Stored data
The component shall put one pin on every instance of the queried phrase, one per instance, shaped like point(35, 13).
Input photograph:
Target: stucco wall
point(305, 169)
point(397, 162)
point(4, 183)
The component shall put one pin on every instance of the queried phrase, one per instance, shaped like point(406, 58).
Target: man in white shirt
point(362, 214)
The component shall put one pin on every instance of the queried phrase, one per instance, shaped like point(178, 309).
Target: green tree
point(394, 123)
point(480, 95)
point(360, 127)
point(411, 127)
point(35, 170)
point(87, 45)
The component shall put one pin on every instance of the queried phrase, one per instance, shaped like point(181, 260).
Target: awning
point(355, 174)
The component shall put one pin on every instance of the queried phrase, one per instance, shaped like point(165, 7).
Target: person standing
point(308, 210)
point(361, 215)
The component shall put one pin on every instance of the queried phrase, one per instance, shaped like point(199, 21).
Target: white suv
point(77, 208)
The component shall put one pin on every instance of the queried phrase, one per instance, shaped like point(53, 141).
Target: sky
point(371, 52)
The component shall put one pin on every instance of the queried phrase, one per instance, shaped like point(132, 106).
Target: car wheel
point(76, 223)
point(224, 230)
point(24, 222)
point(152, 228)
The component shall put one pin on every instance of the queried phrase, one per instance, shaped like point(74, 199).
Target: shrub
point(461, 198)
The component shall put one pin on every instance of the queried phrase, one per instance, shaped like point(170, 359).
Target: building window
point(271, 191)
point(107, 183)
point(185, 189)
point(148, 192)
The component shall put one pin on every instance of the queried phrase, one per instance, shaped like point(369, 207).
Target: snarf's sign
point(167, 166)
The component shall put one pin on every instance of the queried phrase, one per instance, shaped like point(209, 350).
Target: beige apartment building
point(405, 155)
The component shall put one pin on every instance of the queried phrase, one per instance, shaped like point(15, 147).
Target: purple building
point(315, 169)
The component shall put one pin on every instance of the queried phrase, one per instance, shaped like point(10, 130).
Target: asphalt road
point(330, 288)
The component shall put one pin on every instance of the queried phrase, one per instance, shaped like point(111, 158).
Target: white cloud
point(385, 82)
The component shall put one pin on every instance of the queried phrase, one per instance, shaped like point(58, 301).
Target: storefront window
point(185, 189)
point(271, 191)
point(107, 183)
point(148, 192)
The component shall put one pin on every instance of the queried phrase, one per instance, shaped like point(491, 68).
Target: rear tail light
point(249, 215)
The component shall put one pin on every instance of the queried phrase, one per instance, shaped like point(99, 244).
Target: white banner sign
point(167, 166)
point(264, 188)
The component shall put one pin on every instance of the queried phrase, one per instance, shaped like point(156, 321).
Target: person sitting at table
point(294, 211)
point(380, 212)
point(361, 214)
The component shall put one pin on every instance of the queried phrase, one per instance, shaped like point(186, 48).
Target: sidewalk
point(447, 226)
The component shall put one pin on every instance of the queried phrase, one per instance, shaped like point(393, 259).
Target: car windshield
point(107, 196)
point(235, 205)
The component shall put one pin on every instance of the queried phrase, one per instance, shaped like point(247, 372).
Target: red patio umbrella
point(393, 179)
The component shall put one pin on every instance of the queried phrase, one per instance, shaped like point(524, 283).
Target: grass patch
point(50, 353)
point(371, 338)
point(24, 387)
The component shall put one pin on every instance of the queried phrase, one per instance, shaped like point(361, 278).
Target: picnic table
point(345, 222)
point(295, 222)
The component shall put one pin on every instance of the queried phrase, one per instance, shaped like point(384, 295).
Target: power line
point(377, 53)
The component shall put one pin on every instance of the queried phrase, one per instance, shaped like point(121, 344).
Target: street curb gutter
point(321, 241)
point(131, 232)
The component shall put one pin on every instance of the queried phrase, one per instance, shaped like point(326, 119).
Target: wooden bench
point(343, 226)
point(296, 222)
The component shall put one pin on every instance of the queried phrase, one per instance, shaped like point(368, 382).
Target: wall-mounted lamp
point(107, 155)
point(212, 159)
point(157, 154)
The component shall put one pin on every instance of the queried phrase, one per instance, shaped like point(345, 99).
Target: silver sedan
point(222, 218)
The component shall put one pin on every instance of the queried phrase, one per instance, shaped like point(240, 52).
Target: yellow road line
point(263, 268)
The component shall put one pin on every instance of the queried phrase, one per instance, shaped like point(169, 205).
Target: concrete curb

(What you should do) Exactly repeat the lines above, from the opening line through the one with "like point(132, 106).", and include nothing else.

(Problem solution)
The component shall put one pin on every instance of the queried phrase, one per instance, shaped like point(35, 13).
Input photograph:
Target: stucco wall
point(305, 169)
point(397, 162)
point(4, 183)
The component shall put one pin on every instance of the queried phrase, one per instance, shaped like point(406, 58).
Target: man in white shirt
point(362, 214)
The component shall put one pin on every instance of the queried phrase, one per instance, shaped like point(178, 309).
Target: green tree
point(394, 123)
point(480, 95)
point(360, 127)
point(411, 127)
point(35, 170)
point(87, 45)
The component shall put one pin on every instance of the queried phrase, one per instance, shaped like point(181, 260).
Target: awning
point(355, 174)
The component shall put one pin on every instance of the queried phrase, one per instance, shaped like point(165, 7).
Target: person standing
point(308, 210)
point(361, 215)
The component shall put one pin on every instance of the queried phrase, one per instance, shaped like point(199, 21).
Target: white suv
point(77, 208)
The component shall put one pin on every instance of the queried phrase, one per instance, shaped like point(53, 141).
Target: sky
point(371, 52)
The component shall put one pin on every instance of the queried phrase, one per instance, shaped like point(132, 106).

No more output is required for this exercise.